Record list:

╔══

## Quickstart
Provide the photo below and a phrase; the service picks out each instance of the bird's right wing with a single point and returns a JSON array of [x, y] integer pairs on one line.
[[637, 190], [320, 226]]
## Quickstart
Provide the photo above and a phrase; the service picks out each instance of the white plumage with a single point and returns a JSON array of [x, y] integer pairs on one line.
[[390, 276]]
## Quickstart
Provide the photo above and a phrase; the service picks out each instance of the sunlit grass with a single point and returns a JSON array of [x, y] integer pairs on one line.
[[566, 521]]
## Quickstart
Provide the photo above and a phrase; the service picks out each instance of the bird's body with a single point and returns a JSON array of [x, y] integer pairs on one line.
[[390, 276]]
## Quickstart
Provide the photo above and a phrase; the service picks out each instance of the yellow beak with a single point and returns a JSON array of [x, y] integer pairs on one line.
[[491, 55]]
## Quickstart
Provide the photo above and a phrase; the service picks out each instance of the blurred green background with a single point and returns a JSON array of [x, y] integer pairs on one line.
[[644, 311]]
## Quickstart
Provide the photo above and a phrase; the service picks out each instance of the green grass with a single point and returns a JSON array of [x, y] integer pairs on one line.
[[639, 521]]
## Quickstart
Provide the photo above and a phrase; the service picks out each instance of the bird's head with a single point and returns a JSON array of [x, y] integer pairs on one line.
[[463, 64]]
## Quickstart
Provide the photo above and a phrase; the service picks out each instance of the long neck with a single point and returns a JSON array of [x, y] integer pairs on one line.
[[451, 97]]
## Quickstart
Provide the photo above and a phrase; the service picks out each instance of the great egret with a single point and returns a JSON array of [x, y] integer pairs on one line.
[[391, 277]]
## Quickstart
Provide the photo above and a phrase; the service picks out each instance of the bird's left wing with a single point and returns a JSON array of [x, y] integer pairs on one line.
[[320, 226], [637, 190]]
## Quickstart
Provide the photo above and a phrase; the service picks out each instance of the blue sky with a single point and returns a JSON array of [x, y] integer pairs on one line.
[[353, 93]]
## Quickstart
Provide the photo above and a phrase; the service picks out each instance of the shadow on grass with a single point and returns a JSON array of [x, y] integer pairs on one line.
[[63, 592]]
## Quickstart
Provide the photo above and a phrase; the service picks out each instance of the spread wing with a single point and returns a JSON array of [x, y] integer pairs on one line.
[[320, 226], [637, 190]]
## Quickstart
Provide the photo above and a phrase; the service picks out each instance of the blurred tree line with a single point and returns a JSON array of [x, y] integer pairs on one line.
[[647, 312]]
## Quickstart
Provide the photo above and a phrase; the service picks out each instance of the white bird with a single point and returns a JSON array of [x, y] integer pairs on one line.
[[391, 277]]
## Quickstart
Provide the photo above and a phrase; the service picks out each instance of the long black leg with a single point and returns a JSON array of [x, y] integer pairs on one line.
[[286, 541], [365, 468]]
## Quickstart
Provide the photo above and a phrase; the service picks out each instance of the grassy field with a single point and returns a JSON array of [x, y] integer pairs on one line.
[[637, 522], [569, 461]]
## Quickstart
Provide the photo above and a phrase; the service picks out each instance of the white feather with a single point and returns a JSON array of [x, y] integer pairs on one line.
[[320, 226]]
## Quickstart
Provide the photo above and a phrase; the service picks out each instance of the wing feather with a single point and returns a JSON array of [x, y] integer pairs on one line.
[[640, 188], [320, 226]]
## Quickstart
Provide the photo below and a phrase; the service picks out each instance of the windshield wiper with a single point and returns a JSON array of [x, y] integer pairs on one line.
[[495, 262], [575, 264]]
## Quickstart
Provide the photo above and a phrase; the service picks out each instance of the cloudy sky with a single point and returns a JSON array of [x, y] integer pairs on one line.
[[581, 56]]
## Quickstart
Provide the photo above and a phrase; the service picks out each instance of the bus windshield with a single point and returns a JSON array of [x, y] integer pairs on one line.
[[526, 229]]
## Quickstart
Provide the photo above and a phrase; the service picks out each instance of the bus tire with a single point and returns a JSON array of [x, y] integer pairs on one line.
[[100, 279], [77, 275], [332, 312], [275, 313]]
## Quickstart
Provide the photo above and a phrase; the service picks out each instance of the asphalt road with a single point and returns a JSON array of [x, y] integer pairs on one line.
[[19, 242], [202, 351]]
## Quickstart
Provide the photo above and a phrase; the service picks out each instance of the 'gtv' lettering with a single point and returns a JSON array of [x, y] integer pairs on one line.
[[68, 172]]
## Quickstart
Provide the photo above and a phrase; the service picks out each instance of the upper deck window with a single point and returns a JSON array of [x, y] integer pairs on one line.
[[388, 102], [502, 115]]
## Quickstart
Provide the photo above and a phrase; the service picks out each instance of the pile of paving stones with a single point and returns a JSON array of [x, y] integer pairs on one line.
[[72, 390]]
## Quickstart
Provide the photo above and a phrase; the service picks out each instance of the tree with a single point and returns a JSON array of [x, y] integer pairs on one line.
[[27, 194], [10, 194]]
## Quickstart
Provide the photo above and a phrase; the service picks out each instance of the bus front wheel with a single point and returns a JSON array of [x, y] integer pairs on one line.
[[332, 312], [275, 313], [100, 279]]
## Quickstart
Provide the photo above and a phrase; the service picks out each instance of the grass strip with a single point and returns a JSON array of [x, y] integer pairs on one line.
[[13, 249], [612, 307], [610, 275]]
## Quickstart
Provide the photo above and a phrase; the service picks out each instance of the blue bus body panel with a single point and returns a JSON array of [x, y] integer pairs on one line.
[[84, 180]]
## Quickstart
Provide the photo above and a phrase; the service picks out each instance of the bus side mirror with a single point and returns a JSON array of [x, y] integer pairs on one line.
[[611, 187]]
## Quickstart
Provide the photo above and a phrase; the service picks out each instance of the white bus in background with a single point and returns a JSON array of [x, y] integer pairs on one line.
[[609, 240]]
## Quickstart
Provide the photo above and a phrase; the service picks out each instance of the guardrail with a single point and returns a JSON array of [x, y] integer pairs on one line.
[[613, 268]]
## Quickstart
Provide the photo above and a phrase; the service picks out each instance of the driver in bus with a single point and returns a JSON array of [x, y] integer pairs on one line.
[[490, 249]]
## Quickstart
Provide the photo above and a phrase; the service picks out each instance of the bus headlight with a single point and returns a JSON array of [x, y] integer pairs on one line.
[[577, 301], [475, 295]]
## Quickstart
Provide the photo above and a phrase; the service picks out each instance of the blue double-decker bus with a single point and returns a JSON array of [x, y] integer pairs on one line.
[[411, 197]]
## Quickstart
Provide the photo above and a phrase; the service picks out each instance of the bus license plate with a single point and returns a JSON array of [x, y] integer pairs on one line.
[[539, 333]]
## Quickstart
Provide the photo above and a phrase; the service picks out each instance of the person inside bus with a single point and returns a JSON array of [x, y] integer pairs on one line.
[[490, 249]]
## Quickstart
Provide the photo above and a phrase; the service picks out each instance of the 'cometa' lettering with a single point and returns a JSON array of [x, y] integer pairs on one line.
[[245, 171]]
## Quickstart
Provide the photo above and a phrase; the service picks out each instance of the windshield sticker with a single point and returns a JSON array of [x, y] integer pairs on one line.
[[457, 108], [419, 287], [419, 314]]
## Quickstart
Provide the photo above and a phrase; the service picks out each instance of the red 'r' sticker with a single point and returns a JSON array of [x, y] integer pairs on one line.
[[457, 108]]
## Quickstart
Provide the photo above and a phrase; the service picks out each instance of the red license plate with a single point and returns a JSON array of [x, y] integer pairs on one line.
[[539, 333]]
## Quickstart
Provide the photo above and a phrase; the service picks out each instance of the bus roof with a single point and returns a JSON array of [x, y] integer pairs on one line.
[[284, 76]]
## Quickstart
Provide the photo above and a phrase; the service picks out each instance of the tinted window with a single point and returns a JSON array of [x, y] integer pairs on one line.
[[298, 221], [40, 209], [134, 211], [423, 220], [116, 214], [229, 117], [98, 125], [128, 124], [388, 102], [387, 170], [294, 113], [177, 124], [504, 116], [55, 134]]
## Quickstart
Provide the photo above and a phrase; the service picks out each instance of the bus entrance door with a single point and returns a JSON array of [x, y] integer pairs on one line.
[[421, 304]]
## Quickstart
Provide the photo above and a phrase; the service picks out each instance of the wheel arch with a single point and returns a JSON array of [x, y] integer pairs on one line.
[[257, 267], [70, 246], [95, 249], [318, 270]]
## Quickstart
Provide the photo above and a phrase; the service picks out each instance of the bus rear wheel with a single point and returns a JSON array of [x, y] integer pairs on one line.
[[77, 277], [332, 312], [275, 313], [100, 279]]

╚══
╔══

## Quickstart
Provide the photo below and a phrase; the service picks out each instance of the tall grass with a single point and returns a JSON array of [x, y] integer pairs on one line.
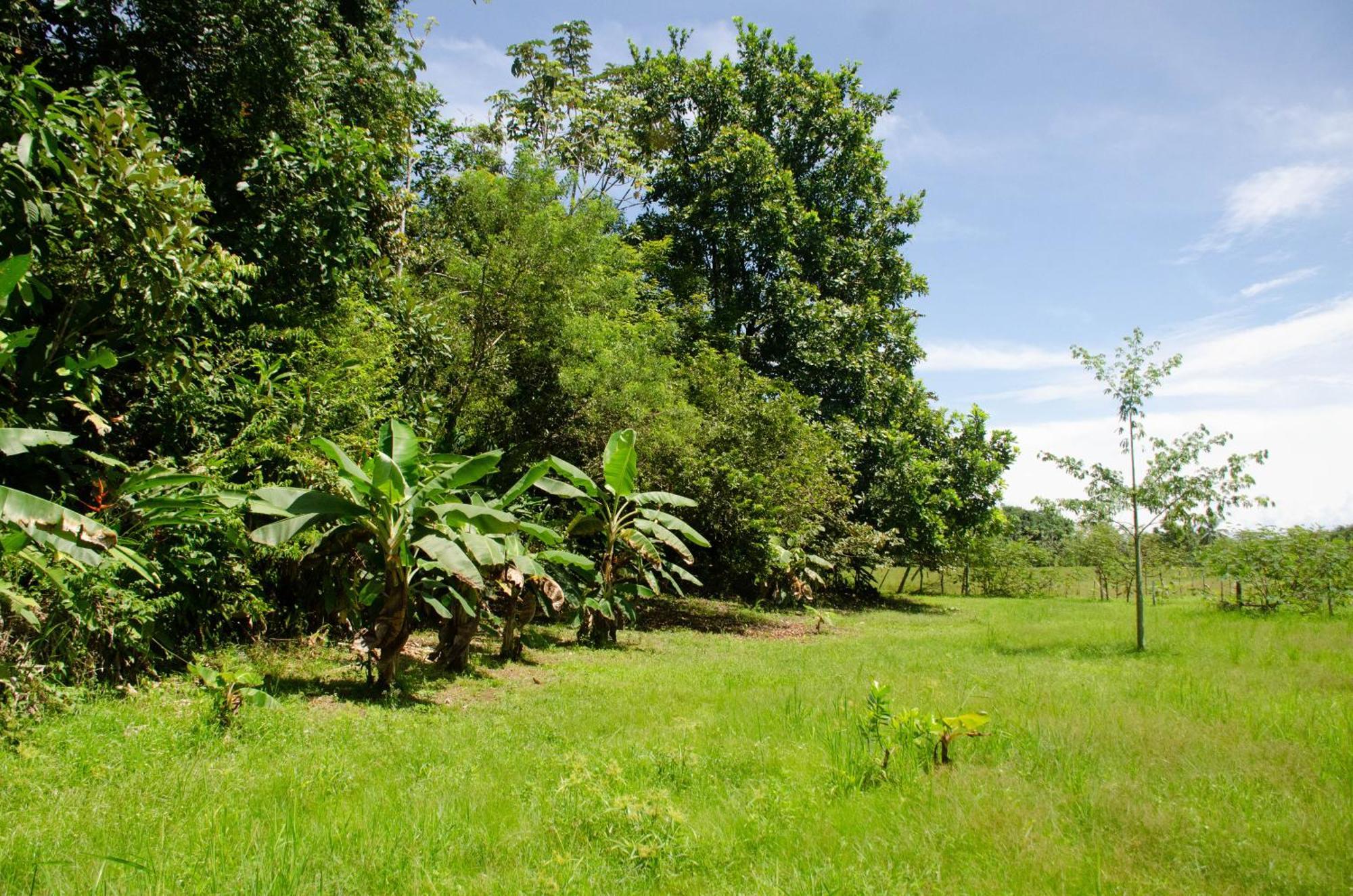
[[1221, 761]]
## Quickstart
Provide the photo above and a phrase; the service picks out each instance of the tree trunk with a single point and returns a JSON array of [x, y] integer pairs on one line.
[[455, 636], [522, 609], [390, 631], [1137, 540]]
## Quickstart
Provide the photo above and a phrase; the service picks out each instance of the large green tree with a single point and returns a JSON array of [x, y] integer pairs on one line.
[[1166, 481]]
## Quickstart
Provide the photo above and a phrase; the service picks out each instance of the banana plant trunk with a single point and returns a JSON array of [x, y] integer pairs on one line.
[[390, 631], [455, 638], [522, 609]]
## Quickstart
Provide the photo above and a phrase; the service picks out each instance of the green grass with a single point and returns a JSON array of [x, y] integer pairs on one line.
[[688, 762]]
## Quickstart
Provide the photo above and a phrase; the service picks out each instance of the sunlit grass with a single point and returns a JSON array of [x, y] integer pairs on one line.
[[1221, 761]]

╚══
╔══

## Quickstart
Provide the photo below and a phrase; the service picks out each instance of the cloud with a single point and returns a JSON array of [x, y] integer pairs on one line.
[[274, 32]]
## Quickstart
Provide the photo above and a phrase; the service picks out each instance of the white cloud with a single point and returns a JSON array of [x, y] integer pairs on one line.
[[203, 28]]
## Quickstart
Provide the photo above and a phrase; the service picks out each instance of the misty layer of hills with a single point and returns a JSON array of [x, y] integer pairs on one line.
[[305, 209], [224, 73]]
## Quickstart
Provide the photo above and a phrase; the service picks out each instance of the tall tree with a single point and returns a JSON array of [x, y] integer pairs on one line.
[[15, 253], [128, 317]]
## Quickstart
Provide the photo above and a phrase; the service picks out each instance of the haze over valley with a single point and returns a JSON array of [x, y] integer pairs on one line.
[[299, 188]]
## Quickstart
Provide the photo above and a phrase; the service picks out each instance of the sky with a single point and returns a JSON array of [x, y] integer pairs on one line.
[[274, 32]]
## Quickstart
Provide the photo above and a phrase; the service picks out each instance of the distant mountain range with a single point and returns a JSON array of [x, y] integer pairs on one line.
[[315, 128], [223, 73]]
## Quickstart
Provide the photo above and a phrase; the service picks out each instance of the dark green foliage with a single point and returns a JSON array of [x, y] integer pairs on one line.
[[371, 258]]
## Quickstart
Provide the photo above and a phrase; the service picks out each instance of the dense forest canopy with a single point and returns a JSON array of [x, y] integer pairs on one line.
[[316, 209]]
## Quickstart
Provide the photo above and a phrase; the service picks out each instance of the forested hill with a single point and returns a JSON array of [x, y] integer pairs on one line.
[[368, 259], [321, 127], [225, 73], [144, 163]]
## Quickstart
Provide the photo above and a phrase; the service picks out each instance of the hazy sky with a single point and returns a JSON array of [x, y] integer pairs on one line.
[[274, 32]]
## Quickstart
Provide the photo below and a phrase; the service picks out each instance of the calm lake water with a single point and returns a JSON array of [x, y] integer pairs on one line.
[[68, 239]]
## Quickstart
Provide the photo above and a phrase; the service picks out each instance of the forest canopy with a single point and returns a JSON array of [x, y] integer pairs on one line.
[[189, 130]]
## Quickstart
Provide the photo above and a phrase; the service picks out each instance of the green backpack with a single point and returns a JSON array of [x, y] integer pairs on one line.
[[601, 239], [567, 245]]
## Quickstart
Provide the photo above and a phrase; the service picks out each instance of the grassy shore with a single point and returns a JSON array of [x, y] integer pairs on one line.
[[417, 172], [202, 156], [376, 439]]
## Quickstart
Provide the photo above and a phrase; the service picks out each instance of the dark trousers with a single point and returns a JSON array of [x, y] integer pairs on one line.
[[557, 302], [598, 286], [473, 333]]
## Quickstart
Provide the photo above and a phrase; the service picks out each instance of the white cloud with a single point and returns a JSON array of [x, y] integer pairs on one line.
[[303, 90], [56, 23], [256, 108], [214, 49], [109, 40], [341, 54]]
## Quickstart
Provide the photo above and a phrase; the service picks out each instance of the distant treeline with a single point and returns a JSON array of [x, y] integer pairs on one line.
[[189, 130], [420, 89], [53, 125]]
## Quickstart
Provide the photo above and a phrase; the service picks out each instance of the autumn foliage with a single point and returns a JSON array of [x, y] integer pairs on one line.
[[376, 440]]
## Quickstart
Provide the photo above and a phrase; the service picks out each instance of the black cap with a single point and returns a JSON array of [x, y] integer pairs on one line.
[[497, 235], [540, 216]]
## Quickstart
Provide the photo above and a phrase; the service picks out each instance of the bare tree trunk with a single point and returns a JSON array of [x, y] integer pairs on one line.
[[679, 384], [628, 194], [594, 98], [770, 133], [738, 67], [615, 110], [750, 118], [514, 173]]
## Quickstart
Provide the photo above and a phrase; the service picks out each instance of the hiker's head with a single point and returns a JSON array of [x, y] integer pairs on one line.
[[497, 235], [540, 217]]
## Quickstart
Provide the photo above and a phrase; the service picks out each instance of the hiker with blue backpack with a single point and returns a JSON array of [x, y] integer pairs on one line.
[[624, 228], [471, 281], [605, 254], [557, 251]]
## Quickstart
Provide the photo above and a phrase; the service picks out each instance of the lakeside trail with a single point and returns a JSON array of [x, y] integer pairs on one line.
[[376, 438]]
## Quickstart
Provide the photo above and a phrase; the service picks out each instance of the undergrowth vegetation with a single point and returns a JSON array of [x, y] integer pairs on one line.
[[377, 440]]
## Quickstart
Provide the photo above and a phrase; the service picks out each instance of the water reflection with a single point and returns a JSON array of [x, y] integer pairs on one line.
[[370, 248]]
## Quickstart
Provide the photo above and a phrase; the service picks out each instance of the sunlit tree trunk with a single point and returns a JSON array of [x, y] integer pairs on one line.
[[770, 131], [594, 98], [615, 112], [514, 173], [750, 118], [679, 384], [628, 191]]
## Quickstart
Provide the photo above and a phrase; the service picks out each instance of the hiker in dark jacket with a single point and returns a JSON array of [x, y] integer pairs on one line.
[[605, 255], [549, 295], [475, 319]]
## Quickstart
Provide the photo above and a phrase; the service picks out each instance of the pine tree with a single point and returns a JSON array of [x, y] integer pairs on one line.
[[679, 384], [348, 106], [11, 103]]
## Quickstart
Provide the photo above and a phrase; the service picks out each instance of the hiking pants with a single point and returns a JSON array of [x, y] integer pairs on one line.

╚══

What you have to do: Return every line of the items above that contains the word "trunk", treating uppercase and lowercase as distinct.

Written solution:
Provide the photo above and a phrase; the service picks out each instance of the tree trunk with a single point and returns a JSON array of [x, y] integer pairs on one line.
Provide the photo above and a phrase; the service picks out each instance of the banana plant trunk with a single point and returns a JSON array of [x, y] integer pairs on one line.
Provide the photo above and a phrase; the service picks out each instance of the bare tree trunk with a single point and returns a JSON array of [x, y] integer pairs on one line.
Provide the photo above and a phrase; the service picks out each instance of the sunlit tree trunk with a single point and returns a JSON array of [x, y] integer pairs on one line.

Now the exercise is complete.